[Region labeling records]
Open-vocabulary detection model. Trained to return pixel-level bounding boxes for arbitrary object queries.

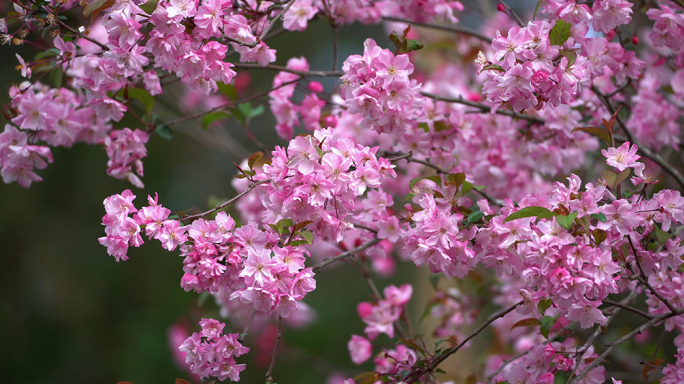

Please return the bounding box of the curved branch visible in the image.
[569,310,682,384]
[383,16,492,44]
[312,237,382,273]
[407,300,523,384]
[178,179,271,221]
[420,91,545,124]
[233,63,344,77]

### DIRECTIVE:
Put the records into a two-column CSV with the headers label_text and coordinates, one row per record. Give the record's wording and its answer each in a single quoted field with line breaks turned into spaces, and leave out the pictures.

### TASK RESULT:
label_text,coordinates
"Open-vocabulary detection model. Trained to return pixel-level bounding boxes for arbitrary object queries. Please return the bounding box of the curved branch visible in the image.","[569,310,682,384] [383,16,492,44] [312,237,382,273] [407,300,523,384] [178,179,271,221] [420,91,545,124] [233,63,344,77]"